REQUIREMENT – Print each entry exactly, all the way through.
- Opening Delimiter -
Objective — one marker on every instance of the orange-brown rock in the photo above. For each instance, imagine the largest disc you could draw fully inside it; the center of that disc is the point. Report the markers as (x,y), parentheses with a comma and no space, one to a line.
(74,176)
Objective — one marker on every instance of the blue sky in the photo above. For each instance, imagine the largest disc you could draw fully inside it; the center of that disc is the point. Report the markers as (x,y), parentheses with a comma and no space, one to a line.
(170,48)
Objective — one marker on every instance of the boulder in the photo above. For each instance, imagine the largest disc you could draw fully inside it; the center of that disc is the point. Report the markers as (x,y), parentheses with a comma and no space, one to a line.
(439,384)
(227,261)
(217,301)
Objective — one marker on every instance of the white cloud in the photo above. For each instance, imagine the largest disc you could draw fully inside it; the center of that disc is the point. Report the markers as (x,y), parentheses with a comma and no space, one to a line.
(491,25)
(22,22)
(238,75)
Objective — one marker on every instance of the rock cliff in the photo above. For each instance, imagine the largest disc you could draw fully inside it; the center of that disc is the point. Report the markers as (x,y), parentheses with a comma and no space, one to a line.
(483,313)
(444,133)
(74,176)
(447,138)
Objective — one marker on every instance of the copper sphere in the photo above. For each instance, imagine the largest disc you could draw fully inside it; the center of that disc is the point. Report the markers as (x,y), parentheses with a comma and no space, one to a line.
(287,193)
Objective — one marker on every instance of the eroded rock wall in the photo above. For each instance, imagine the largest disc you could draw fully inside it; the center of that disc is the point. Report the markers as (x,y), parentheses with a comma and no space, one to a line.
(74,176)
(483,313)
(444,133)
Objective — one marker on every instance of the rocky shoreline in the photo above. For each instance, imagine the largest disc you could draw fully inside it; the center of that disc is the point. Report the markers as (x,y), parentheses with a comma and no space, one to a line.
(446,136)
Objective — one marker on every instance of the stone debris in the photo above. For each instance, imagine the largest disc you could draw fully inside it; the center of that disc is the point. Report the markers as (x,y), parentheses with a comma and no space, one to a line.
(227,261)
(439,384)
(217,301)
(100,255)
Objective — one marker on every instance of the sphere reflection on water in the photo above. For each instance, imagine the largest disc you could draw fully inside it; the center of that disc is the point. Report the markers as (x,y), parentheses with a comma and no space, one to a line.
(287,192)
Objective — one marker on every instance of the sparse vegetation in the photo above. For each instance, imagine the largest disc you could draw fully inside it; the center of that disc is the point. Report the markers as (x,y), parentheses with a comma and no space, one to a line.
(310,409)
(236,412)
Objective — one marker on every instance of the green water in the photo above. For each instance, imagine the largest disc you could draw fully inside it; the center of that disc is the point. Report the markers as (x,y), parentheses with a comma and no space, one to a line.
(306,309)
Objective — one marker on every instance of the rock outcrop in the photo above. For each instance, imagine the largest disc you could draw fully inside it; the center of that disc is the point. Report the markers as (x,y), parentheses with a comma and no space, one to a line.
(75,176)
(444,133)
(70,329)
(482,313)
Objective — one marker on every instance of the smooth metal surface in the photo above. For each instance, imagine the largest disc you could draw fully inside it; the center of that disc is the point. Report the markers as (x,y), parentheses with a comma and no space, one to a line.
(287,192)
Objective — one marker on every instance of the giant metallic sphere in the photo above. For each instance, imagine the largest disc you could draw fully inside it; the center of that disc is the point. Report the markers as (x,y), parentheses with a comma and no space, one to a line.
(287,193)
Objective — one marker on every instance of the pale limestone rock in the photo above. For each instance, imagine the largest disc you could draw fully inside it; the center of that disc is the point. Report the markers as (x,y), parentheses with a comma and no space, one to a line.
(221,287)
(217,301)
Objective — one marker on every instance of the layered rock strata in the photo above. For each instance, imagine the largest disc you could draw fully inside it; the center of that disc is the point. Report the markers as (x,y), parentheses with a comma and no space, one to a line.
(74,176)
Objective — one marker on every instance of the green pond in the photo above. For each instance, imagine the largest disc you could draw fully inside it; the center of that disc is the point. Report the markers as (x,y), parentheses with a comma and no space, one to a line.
- Closing Delimiter -
COMPLETED TASK –
Objective — one marker on every instance of the orange-brown rock in the photo above. For each instance, imagine the largest disc you could draw fully inside it; the center of that disc is the point. Report the markers as (x,y), parentheses with a comma and no space, one to a line.
(74,176)
Objective — one marker on every instance of the blue sky in the photo above. For each instance, imagine the largest disc you could draw fully inside it; the center of that disc is the point. Report the markers as (x,y), parentheses with a comma and no space, one to a line.
(170,48)
Objective — one marker on every instance of the boulder in the photo above. For each instance, imagine the largest disc you could draw fully inside it; the center of that disc is the point. Report the markers as (x,y), parentheses with a comma and no space, one to a line.
(439,384)
(227,261)
(217,301)
Objective — one marker on every instance of the white cloud in the photo above. For each instance, imagine the largest disc you could draw fully inside it; the center of that disc is the point. Report the markers as (x,y), parentheses with a comma and no space, one to a line.
(491,25)
(22,22)
(238,75)
Objective — one marker on every instance of the rock cliff in the photo above. For each instance, imagine the largest disc you could draw fully inside it; the center of that disc is the point. Report the markers as (x,y), parentheses with a comma and no space, one to a line.
(483,313)
(444,133)
(74,176)
(447,138)
Objective — one marker on every instance of the copper sphere in the photo above. For each instance, imagine the largest disc you could draw fully inside it; the center of that disc is the point. Report the markers as (x,y), parentheses with a comma and no space, one to a line.
(287,193)
Objective — one marker on every instance of the eroded rock wall in the photo above. For each instance, imagine the largest disc you could draw fully inside it; the center of that disc is the point. Report the markers as (x,y), parentheses with a comma and no space, one to a line.
(74,176)
(483,313)
(444,133)
Objective — one marker on every instance of the rocky shoreline in the photo above. For each instance, imagine the largest disc you could draw fully inside it; the center of that disc is the point. Report the markers as (x,y), parentheses with a comma and no space, one to a line.
(446,136)
Objective — one marker on every instance of the stone debris in the photo above. For each instance, imagine the largest disc you could draw fully inside it; the center of that disc is the point. Report the markers as (x,y), parentheses with a comma and no space, one to a line.
(227,261)
(439,384)
(217,301)
(100,255)
Objective — one marker on every instance of the sphere reflection on water in the photo above. For each instance, imagine the largest disc you could draw fully inside it; the center of that disc is the point. Report the markers as (x,y), parentheses with a comma and no space, one to a line.
(287,192)
Objective — one marker on every instance of the sparse vegetation in the photo above. For each instance, imagine the largest disc you could draw fully inside it; the center of that disc is the point. Report the markers as (x,y), parentheses with a comma and no space, one to a line.
(310,409)
(236,412)
Objective — one marker on every instance of the green water in the photo above. For each instance, imagine the largest disc you could draw fully inside it; the center of that disc is the point. Report the markers as (x,y), parentheses with a comma and no space, one to a line.
(306,309)
Objective — one marker on every instance of the rock outcrop in the photo above. For each instance, imagine the largest disc you could draw fully inside it; the center of that disc is the point. Report the markers as (x,y), parentheses with a comma and no space, one to a line.
(75,176)
(444,133)
(70,329)
(482,313)
Objective — one marker on every instance of the smooth metal surface in the photo above. For each instance, imagine the largest disc you could draw fully inside it; the center of that disc is the point. Report the markers as (x,y), parentheses with a comma and no space, one to a line.
(287,192)
Objective — one marker on every instance of the giant metallic sphere in the photo above. For each instance, imagine the largest disc you could draw fully inside it; the center of that disc is the point. Report the markers as (x,y), parentheses with a comma and no space, one to a line.
(287,193)
Objective — one marker on every instance of the pale limestone rock in the photo above. For each instance, imagine the largest disc you could draw fully inside it; the center of that disc is the point. Report the markers as (x,y), parentheses with a comma and no space, one to a line.
(221,287)
(217,301)
Objective — one marker on every instance of the layered rock strata in the photo above. For each instance, imagine the largest disc you could draw fully inside it; the center of that disc is the point. Report the markers as (x,y), parentheses with a comma and no space, one to a line.
(74,176)
Objective — one marker on every instance of the green pond in the photo above. For each instance, imagine the largest disc you could draw fully inside it; the center of that disc is the point. Report the markers as (x,y), parentheses with a comma and no space, one to a line.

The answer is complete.